▶ [PAGE TEXT]
=-=-=-=-=
Similarly, I might change this to use a real address instead of "bogus",
as we're no longer checking for invalid input.


> +test_expect_success 'check-mailmap simple address: mapping' '
> +	test_when_finished "rm .mailmap" &&
> +	cat >.mailmap <<-EOF &&
> +	New Name <$GIT_AUTHOR_EMAIL>
> +	EOF
> +	cat .mailmap >expect &&
> +	git check-mailmap "$GIT_AUTHOR_EMAIL" >actual &&
> +	test_cmp expect actual
> +'
> +
> +test_expect_success 'check-mailmap simple address: no mapping' '
> +	cat >expect <<-EOF &&
> +	<bugs@company.xx>
> +	EOF
> +	git check-mailmap "bugs@company.xx" >actual &&
> +	test_cmp expect actual
>  '
>  
>  test_expect_success 'No mailmap' '
> 
> -- 
> 2.46.0.124.g2dc1a81c8933
>
Junio C Hamano Aug. 21, 2024, 6:26 p.m. UTC | #2
Josh Steadmon <steadmon@google.com> writes:

>>  test_expect_success 'check-mailmap bogus contact' '
>> -	test_must_fail git check-mailmap bogus
>> +	cat >expect <<-EOF &&
>> +	<bogus>
>> +	EOF
>> +	git check-mailmap bogus >actual &&
>> +	test_cmp expect actual
>>  '
>
> I think I'd just remove this test case altogether, IIUC it' doesn't
> provide any additional value vs. the "check-mailmap simple address: no
> mapping" test below.

Sorry, but I do not follow.  The other one is <bogus@company.xx>
that looks more globally routable address than a local-only <bogus>
mailbox.  Isn't it worth ensuring that we will keep treating them
the same way?

Having said that ...
=-=-=-=-=
▶ [RAW RECORDS]
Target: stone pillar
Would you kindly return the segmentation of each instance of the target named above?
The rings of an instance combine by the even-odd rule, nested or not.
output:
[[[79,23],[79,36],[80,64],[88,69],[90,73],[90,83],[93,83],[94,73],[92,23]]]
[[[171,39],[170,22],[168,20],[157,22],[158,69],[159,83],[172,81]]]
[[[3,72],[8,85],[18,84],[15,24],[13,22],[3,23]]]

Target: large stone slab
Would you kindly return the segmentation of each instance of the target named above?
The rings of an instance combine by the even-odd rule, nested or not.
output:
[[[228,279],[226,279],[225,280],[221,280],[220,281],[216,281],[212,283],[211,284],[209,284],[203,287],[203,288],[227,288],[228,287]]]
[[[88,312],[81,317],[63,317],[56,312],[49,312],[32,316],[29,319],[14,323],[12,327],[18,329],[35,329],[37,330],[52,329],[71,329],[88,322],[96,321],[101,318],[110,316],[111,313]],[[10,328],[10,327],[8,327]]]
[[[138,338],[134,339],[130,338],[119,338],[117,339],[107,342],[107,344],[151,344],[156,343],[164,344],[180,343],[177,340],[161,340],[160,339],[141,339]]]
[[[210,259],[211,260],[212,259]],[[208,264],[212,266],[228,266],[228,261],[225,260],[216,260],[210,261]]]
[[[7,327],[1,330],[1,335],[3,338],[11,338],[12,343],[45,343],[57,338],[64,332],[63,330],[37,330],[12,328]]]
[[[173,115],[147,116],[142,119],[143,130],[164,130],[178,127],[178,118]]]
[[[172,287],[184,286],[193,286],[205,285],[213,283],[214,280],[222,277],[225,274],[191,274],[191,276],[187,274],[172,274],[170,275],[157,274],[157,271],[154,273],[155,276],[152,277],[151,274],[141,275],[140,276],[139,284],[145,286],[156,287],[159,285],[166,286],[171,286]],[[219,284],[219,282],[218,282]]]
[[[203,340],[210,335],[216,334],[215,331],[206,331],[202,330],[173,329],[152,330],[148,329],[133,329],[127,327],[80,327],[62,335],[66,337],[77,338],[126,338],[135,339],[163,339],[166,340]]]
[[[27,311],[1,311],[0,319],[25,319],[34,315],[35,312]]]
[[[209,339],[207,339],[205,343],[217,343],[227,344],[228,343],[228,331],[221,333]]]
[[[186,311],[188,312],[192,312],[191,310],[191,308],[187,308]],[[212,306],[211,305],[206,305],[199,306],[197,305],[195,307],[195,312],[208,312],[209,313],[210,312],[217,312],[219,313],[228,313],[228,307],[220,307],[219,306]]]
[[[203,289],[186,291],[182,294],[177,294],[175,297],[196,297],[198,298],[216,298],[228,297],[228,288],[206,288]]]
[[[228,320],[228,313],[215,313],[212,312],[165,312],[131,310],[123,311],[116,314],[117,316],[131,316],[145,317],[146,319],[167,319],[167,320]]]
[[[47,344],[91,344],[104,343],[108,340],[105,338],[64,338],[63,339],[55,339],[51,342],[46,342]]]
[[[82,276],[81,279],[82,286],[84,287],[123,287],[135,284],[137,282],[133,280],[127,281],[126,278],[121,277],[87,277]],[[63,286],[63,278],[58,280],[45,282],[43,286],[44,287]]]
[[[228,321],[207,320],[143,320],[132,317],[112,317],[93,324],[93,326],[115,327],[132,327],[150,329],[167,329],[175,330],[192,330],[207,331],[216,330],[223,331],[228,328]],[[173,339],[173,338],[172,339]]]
=-=-=-=-=
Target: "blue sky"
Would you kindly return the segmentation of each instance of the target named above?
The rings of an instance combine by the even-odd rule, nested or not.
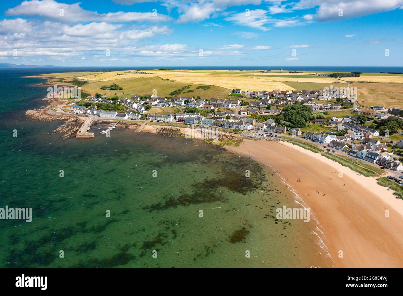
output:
=-=-=-=-=
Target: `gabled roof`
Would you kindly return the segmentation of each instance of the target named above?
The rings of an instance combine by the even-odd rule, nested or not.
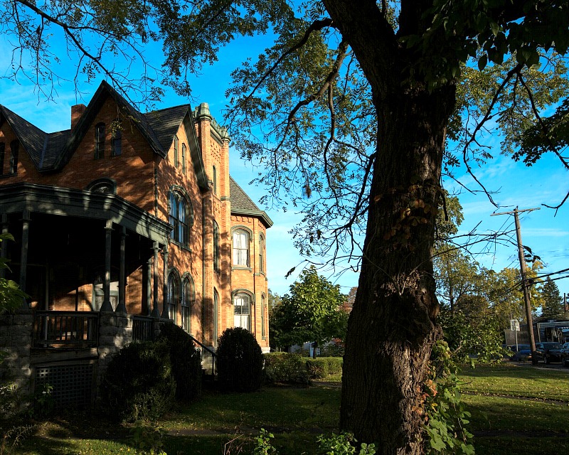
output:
=-=-=-=-=
▶ [SET TASK 1] In the patch review, what does Josh Steadmon suggest doing with the 'check-mailmap bogus contact' test case?
▶ [SET TASK 2] Please repeat the patch review word for word, starting at the words "Sorry, but I" and stopping after the words "the same way?".

▶ [EXERCISE OUTPUT 1] He suggests removing that test case altogether.

▶ [EXERCISE OUTPUT 2]
Sorry, but I do not follow.  The other one is <bogus@company.xx>
that looks more globally routable address than a local-only <bogus>
mailbox.  Isn't it worth ensuring that we will keep treating them
the same way?